_TO DO:_
Can you print every line of the entries below word for word, leaving out the pictures?

Image location labeling entries:
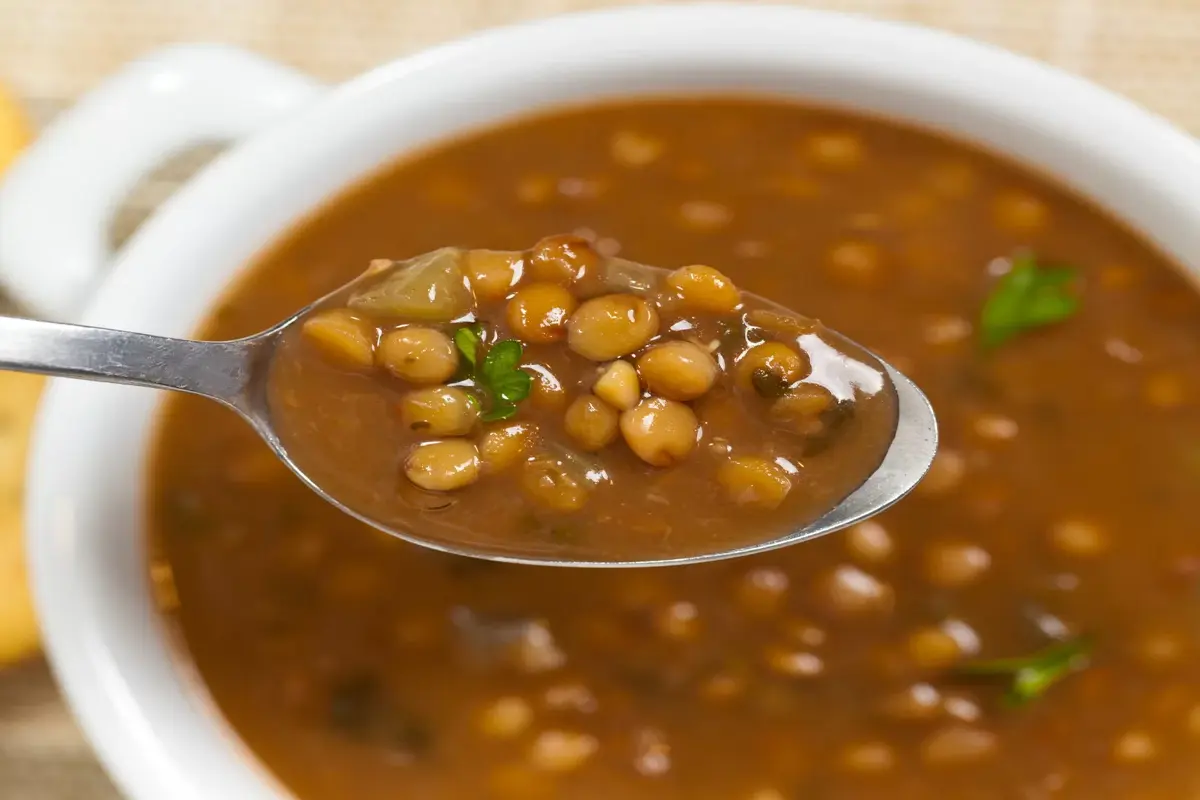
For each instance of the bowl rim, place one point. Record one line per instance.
(1161, 163)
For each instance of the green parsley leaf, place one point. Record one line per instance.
(468, 340)
(502, 359)
(498, 374)
(1029, 296)
(1032, 675)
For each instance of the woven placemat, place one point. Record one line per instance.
(51, 50)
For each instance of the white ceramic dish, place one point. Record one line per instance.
(147, 715)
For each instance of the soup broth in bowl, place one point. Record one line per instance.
(1021, 626)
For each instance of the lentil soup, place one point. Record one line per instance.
(1023, 626)
(561, 403)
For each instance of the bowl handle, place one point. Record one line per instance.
(59, 198)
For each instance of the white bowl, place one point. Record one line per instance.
(145, 713)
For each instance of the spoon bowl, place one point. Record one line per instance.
(238, 374)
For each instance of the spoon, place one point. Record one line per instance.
(235, 373)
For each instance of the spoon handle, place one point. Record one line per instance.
(217, 370)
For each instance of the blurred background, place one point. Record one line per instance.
(53, 50)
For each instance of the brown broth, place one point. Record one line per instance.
(745, 469)
(1061, 503)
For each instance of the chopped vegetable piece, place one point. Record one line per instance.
(430, 288)
(1029, 296)
(1032, 675)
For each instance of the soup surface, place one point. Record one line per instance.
(558, 403)
(1055, 529)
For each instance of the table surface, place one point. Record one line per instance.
(52, 50)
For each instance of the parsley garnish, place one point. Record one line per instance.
(1032, 675)
(1027, 296)
(498, 373)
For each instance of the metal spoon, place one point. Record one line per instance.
(235, 374)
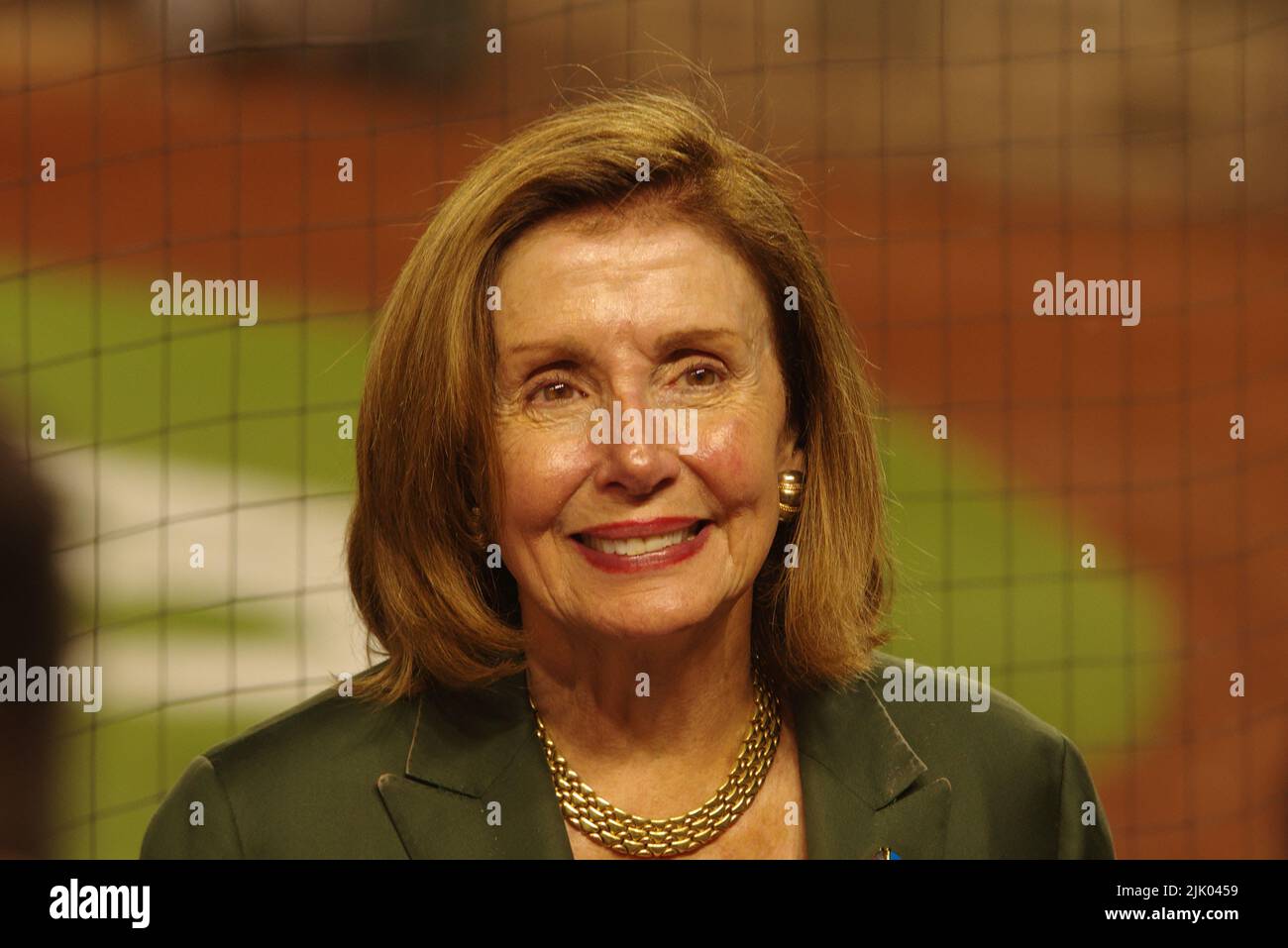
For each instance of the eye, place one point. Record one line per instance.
(702, 375)
(553, 390)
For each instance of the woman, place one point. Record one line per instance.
(619, 532)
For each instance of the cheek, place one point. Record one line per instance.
(735, 460)
(541, 472)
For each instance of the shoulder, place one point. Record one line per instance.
(951, 711)
(300, 784)
(1019, 780)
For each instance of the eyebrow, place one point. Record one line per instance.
(669, 343)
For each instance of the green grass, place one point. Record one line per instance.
(1083, 649)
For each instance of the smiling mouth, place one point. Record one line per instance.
(638, 546)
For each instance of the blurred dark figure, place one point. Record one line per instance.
(30, 627)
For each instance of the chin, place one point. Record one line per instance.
(643, 617)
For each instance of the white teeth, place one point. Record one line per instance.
(636, 546)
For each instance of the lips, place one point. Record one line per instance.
(631, 545)
(634, 546)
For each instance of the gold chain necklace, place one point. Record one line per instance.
(631, 835)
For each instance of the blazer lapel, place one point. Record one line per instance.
(476, 784)
(864, 788)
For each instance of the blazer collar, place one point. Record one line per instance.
(476, 782)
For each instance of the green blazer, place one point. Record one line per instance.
(336, 779)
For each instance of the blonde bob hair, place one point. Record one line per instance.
(425, 443)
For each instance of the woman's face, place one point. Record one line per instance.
(635, 540)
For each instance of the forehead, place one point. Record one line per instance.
(597, 269)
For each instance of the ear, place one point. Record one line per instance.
(790, 455)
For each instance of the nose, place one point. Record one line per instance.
(629, 467)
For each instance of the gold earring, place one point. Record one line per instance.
(791, 483)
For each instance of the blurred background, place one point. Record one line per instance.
(1104, 165)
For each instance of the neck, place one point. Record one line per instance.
(657, 746)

_TASK RESPONSE:_
For each instance of the bowl rim, place one point. Record one line per instance.
(1161, 163)
For each instance of the green parsley leaf, place one point. Record one line per instance.
(468, 340)
(502, 359)
(498, 374)
(1029, 296)
(1032, 675)
For each instance of the woven placemat, place one point. Record one line per instance.
(51, 50)
For each instance of the white ceramic dish, place one point. Record one line per instance.
(147, 715)
For each instance of the soup broth in bowl, place one point. Record one line per instance.
(1021, 626)
For each instance of the lentil soup, place one point. Record one line per instance.
(1023, 626)
(561, 403)
For each instance of the bowl handle, place one point. Record one line per instance.
(59, 198)
For each instance of the white bowl, place one point. Record one line per instance.
(145, 713)
For each instance of the spoon bowl, place one point. Record one line per instance.
(238, 374)
For each instance of the spoon, place one point. Record one line per instance.
(235, 373)
For each instance of the spoon handle, place one point. Record one line per instance.
(217, 370)
For each instance of the blurred background, place one point. Record one line per instance.
(53, 50)
For each instance of the brown broth, place one point. Record one line per instance.
(745, 469)
(1061, 503)
For each instance of the chopped vegetable piece, place one point. Record one line per instance.
(430, 288)
(1029, 296)
(1032, 675)
For each instance of the soup surface, place one point. Record one line per instance.
(558, 403)
(1055, 529)
For each instance of the table surface, place one point. Record one line per instance.
(52, 50)
For each instance of the parsley garnish, place one point. Record one line per instance.
(1032, 675)
(1027, 296)
(498, 373)
For each instance of the metal spoon, place one point. Record one line per instance.
(235, 374)
For each instance of the eye, place one point. Record one line per instance.
(702, 375)
(553, 390)
For each instance of the woman, place one point. Record one line per instance.
(619, 532)
For each instance of the cheek, place one point. Record one line per instance.
(735, 460)
(541, 472)
For each instance of the shoulder, place one point. Record one line per instance.
(951, 711)
(300, 784)
(1019, 780)
For each instance of the eyebrow, place one point. Record one line per instance.
(669, 343)
For each instance of the green grass, place one point. Record one line per instance.
(1083, 649)
For each instance of the smiling mouth, place one point. Record one line per instance.
(638, 546)
For each instance of the blurred dark figure, place one point. Record one line per instance.
(30, 627)
For each instance of the chin, place one point. Record one line per instance.
(643, 617)
For each instance of the white teeth, place one point. Record one line per instance.
(636, 546)
For each instance of the lips, place one point. Record one line per instance.
(631, 545)
(634, 546)
For each instance of the gold chain necklace, place one point. Record one line per instance.
(631, 835)
For each instance of the blazer lapel, place one point. Record one line per instance.
(476, 784)
(864, 788)
For each instance of the blazer collar, place one point. Record one line per instance.
(476, 782)
For each instance of the green blazer, place one point. Record one line per instance.
(336, 779)
For each instance of the blonde bob hair, place one point. Record one line per instance.
(425, 443)
For each instance of the woman's face, place one point. Record one line per instance.
(635, 540)
For each instance of the forehead, place one point. Record one line per instance.
(597, 269)
For each instance of the ear, place one point. Record one line per instance.
(790, 455)
For each instance of the nose, place one point. Record one line per instance.
(629, 467)
For each instance of the gold earring, place one point. Record one line per instance.
(791, 483)
For each instance of the blurred background, place one point. Record one line per instance.
(1104, 165)
For each instance of the neck, place one point. Record one line per instance.
(657, 746)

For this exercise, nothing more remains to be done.